→ WORK INSTRUCTION:
Return the data below unchanged. Drop any pictures.

*** Opening RECORD EXCERPTS ***

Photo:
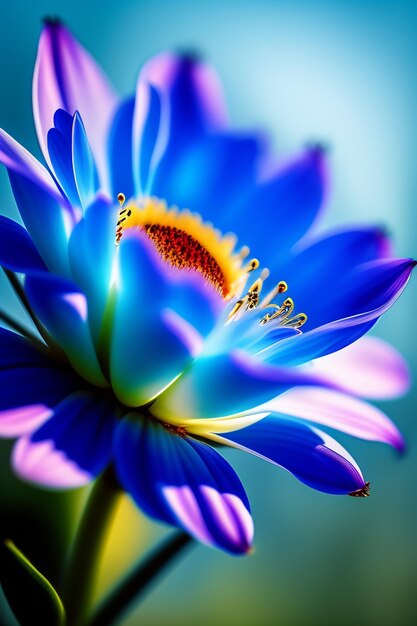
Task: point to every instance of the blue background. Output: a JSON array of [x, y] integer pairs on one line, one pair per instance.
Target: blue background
[[342, 72]]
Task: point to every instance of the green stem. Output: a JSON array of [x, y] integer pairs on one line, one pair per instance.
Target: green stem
[[92, 532], [17, 287], [139, 579]]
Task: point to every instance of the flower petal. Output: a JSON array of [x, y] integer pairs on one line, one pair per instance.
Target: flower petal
[[211, 176], [72, 447], [326, 278], [280, 210], [310, 455], [146, 355], [225, 384], [178, 101], [120, 150], [17, 250], [31, 385], [59, 140], [369, 367], [340, 411], [91, 253], [66, 77], [184, 482], [85, 172], [44, 210], [373, 290], [63, 308]]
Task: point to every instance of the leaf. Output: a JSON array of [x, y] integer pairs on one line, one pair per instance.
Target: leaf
[[30, 595]]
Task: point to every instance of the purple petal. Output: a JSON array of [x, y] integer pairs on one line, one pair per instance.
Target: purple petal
[[183, 482], [41, 464], [369, 367], [44, 210], [340, 411], [177, 100], [374, 289], [17, 250], [310, 455], [226, 384], [66, 77], [17, 159], [291, 198]]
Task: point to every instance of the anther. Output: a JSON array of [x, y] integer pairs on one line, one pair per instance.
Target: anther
[[236, 308], [295, 322], [243, 252], [365, 492], [251, 266]]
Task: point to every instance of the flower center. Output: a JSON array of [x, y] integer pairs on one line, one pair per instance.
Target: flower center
[[184, 241]]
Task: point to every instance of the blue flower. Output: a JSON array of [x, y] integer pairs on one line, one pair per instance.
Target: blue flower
[[165, 338]]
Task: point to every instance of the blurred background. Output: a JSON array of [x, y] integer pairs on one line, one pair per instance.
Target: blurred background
[[344, 73]]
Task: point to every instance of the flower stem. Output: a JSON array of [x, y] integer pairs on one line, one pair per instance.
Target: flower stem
[[81, 572], [139, 579]]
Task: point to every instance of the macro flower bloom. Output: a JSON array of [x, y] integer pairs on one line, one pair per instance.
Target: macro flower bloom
[[164, 338]]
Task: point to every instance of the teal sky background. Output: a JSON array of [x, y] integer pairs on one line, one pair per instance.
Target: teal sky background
[[345, 73]]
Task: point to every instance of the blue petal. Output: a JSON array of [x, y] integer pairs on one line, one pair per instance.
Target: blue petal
[[146, 354], [91, 252], [120, 150], [373, 290], [278, 212], [63, 308], [178, 102], [328, 270], [31, 385], [70, 448], [146, 151], [210, 177], [310, 455], [67, 77], [17, 250], [60, 154], [183, 482], [45, 212], [85, 171], [225, 384]]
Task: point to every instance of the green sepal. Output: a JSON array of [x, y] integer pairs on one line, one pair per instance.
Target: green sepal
[[30, 595]]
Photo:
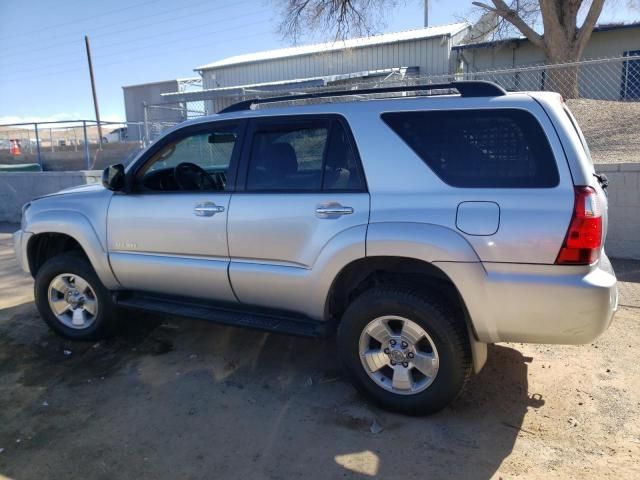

*** Closing RECORD EXCERPTS ***

→ OUTPUT OF THE TASK:
Photo:
Task: point to every instance of the blue background. Output: a JSON array of [x, y] integer pairs on one line, one pair per instance.
Target: blue background
[[342, 72]]
Task: point to every instance of the green stem. Output: a JSON array of [x, y] integer pairs on one line, one pair per instance.
Target: green stem
[[92, 532], [17, 287], [139, 579]]
Task: point to every instance of the flower petal. Output: a JSON array of [x, y] integer pairs on one line, one pair per instance.
Target: flower petal
[[211, 176], [72, 447], [326, 278], [280, 210], [310, 455], [146, 355], [225, 384], [178, 101], [120, 150], [17, 250], [31, 385], [59, 140], [369, 367], [340, 411], [91, 253], [66, 77], [184, 482], [85, 172], [44, 210], [373, 290], [63, 308]]
Task: point to every instance of the leaf. Output: a JSON array of [x, y] integer pairs on one line, one pair per instance.
Target: leaf
[[30, 595]]
Task: point to every instance of the purple petal. Output: a JSON array of [x, y] integer pairs on one line, one pair per instance.
Target: purple petal
[[183, 482], [41, 464], [369, 367], [44, 210], [340, 411], [177, 100], [374, 289], [17, 250], [310, 455], [226, 384], [66, 77], [17, 159], [291, 198]]
Task: point to every instance of the anther. Output: a JSON array of [x, y] integer pairs on one line, one pair per instance.
Target: anther
[[236, 308], [295, 322], [243, 252], [365, 492], [251, 266]]
Task: point to every instance of the flower center. Output: a JSON array of [x, y] integer pairs on one line, one pair per instance.
Target: flower center
[[184, 241]]
Task: point to every instance of the blue flower. Output: a JSON array of [x, y] integer pairs on one line, one pair per instance.
Target: blue flower
[[165, 338]]
Task: point to every instance of the blurred background. Output: a JSON array of [x, y] integer pairs on one line, one pair per instance.
Target: blurred background
[[344, 73]]
Task: point to every instance of the flower stem. Output: a JSON array of [x, y] integer pairs on one line, one pair per instance.
Target: flower stem
[[81, 572], [139, 579]]
Task: point to every instance of the macro flower bloom. Output: a JSON array of [x, y] integer pairs on one line, one pair per instance.
Target: macro flower bloom
[[164, 338]]
Task: point to every instance of the teal sky background. Output: a JSON array of [x, y] integer pairs on one line, one pair per instance.
Target: teal sky background
[[345, 73]]
Task: point to every instance of the blue petal. Output: a JSON array of [x, y] integer pairs on one line, one pair per instance.
Target: blue petal
[[146, 354], [91, 252], [120, 150], [373, 290], [278, 212], [63, 308], [178, 102], [328, 270], [31, 385], [70, 448], [146, 151], [210, 177], [310, 455], [67, 77], [17, 250], [60, 154], [183, 482], [45, 212], [85, 171], [225, 384]]
Task: point to every instance of the green sepal. Output: a JSON array of [x, y] integer pairs on one line, one pair per instance.
Target: green sepal
[[30, 595]]
Photo:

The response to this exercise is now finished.